## Stated goal a
Translate this sentence from the post on hardware debugging into Spanish: "Intuition easily justifies the bad assumptions that thrive in our knowledge gaps."

Understanding your assumptions and thoroughly questioning them is crucial to
building complex systems. I’ve found that the vast majority of mistakes I make
in hardware are where I let my intuition develop an argument for why something
is occurring. Intuition easily justifies the bad assumptions that thrive in our
knowledge gaps.
A few months back a teammate and I ran into a bug where a sensor (IR
photointerrupter) was counting way too many times when it was triggered. It was
a particularly weird bug because we had another set of these already implemented
and they didn’t have this problem. We started looking into the code to see if it
was issue with how we were counting the interrupts.
After some careful examination of the software, we started looking at the
physical hardware. The physical hardware seemed fine. The voltages were exactly
as expected when the sensor was blocked and unblocked. I hooked up the outputs
to a digital logic analyzer and blocked and unblocked the sensor. Sure enough,
leading up to the actual pulse were lots of tiny pulses increasing in duty
cycle. There were also tiny pulses trailing the actual pulse, decreasing in duty
cycle. We went and checked our correctly functioning implementation and
surprisingly the small leading and trailing pulses were there too! But for some
reason they were being counted properly by the MCU. We were confused.
So we attached analog leads to the output of our sensor. We blocked and unblocked
it, expecting to see the false pulse train leading up to the actual pulse. Nope.
Perfectly clean rising and falling edges on each of the implementations, exactly
the same way. We were very confused.
This is painful to recount because the solution now appears so
obvious in hindsight. We had evidence suggesting that our MCU was performing some strange
counting of the rising and falling edges of our actual pulse. It was right in
front of us. We had data showing that the duty cycle of the false triggers were
increasing as the it came closer to the actual pulse. What were we missing?
We had made a major assumption that analog-to-digital conversion on the logic
analyzer would be able to get a clean reading of the sensor output being pulled
high and low. We assumed that the measurement tool we were using wouldn’t also
be having false triggers. We were really thrown off the trail because we had
another implementation of the same sensors functioning properly. All of this
combined, we let our intuition grasp for answers rather than consider the facts.
—
After a bit of discussion, some forum reading, and more analysis of the signals
we figured out the problem. The Schmitt Trigger implemented on both our logic
analyzer and on our MCU were getting triggered by the rising and falling edges
of the sensor being blocked and unblocked. This is a pretty common occurrence
and it can usually be resolved by low-pass filtration in hardware right before
the signal enters the MCU.
Schmitt Trigger Edge Detection
The reason the count on the other implementation appeared correct was because we were performing quadrature
encoding with the sensors and we would increment in one direction and decrement
in the other direction. The false pulses one on sensor offset the false pulses
on the other since these were being used in conjunction. This is a little
technical and very specific to our application but it basically masked the fact
that the sensors had all the extra triggers because the end result always
appeared correct.
Quadrature Encoder Waveforms
We were really confused by all the evidence presented to us simply because of the assumptions we were making. Multiple logical
explanations could be presented but would conflict one another. Keep an eye out
for these type of inconsistencies, as they’re a strong indicator of bad of
assumptions.
— 10.22.2017

## The data

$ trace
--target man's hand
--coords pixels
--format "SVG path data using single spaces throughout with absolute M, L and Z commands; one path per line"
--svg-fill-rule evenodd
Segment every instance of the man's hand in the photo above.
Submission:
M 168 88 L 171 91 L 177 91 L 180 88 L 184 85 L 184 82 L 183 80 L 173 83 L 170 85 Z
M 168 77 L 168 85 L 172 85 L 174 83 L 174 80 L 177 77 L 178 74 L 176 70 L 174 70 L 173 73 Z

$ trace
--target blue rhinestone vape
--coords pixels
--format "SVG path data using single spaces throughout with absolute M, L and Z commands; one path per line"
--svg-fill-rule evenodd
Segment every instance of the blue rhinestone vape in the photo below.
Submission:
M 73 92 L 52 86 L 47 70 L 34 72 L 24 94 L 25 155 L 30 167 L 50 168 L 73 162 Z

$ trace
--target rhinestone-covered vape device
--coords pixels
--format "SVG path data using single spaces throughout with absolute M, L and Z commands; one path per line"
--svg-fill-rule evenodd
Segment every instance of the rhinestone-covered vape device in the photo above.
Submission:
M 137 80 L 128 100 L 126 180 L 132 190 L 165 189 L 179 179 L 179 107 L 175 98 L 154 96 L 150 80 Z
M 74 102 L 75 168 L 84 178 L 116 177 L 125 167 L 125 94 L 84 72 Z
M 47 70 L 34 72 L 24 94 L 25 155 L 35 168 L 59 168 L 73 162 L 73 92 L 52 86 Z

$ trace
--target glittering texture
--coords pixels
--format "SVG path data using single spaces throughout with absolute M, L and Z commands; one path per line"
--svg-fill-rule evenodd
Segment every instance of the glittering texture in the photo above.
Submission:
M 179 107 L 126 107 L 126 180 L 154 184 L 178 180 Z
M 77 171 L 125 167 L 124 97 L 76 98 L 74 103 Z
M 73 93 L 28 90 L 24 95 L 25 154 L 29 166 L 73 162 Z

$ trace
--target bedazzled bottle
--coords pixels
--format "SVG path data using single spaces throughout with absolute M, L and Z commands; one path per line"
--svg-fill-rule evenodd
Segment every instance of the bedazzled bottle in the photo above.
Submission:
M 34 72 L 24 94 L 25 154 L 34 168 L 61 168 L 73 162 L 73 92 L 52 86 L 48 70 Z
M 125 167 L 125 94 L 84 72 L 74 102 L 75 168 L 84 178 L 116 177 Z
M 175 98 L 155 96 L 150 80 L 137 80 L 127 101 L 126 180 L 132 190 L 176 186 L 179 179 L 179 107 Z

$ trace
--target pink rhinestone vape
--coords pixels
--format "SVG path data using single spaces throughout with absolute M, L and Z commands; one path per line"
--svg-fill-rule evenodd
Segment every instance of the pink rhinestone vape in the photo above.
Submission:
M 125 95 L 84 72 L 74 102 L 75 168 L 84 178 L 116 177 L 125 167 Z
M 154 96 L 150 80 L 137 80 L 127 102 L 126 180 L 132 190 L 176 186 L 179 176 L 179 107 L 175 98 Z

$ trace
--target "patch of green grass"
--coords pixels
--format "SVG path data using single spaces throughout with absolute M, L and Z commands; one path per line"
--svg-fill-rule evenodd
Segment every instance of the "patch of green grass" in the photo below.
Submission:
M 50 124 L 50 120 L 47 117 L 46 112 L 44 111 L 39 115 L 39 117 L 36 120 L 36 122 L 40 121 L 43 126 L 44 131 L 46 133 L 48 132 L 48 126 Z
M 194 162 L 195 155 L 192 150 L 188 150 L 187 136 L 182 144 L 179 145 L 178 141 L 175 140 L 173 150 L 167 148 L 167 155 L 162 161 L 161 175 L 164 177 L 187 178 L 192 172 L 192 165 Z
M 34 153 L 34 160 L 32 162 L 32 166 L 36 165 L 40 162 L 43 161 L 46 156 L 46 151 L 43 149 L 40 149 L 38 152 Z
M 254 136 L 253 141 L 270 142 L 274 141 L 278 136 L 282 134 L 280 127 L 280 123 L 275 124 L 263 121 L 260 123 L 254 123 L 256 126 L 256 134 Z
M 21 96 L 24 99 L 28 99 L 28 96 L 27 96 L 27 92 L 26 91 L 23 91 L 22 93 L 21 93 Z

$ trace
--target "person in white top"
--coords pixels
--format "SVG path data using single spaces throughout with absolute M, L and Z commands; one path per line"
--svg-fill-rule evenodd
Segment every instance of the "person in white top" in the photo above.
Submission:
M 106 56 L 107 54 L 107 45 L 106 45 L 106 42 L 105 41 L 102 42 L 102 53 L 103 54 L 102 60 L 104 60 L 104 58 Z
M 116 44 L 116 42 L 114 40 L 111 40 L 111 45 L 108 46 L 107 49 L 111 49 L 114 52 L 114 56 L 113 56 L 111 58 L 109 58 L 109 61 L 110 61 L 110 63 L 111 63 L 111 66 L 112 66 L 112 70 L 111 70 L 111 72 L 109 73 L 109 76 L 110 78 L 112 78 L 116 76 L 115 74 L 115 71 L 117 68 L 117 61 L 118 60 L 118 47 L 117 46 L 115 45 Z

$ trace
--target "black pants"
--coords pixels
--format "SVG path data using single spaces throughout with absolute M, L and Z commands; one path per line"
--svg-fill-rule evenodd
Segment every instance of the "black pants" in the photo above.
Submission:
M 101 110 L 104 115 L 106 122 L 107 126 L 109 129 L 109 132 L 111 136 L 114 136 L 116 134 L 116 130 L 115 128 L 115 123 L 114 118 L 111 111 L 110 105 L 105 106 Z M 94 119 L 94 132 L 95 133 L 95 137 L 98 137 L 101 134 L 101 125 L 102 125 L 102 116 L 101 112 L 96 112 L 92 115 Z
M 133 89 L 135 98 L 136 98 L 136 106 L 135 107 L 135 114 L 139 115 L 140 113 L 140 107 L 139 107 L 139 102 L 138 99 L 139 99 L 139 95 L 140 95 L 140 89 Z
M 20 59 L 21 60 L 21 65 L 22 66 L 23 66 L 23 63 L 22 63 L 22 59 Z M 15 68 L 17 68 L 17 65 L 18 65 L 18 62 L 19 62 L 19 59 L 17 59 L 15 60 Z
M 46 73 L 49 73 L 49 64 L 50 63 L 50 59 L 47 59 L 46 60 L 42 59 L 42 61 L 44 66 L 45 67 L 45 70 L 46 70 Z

## Stated goal b
Switch "photo" to "image" in the rows, from their first line to the line with "M 47 70 L 34", and give back only those lines.

## Result a
La intuición justifica fácilmente las malas suposiciones que prosperan en nuestras lagunas de conocimiento.

## Result b
$ trace
--target man's hand
--coords pixels
--format "SVG path data using single spaces throughout with absolute M, L and Z commands; one path per line"
--svg-fill-rule evenodd
Segment every instance of the man's hand in the image above.
Submission:
M 168 88 L 171 91 L 177 91 L 180 88 L 184 85 L 184 82 L 183 80 L 173 83 L 170 85 Z
M 168 77 L 168 85 L 172 85 L 174 83 L 174 80 L 177 77 L 178 74 L 176 70 L 174 70 L 173 73 Z

$ trace
--target blue rhinestone vape
--coords pixels
--format "SVG path data using single spaces throughout with absolute M, L and Z commands; one path per line"
--svg-fill-rule evenodd
Segment every instance of the blue rhinestone vape in the image below.
Submission:
M 73 92 L 52 86 L 47 70 L 34 72 L 24 94 L 25 155 L 30 167 L 50 168 L 73 162 Z

$ trace
--target rhinestone-covered vape device
--coords pixels
--format "SVG path data using single spaces throughout with absolute M, L and Z commands; one path per line"
--svg-fill-rule evenodd
Segment every instance of the rhinestone-covered vape device in the image above.
Submission:
M 137 80 L 128 100 L 126 180 L 132 190 L 165 189 L 179 179 L 179 107 L 175 98 L 154 96 L 150 80 Z
M 74 102 L 75 168 L 84 178 L 116 177 L 125 167 L 125 94 L 84 72 Z
M 47 70 L 34 72 L 24 94 L 25 155 L 35 168 L 59 168 L 73 162 L 73 92 L 52 86 Z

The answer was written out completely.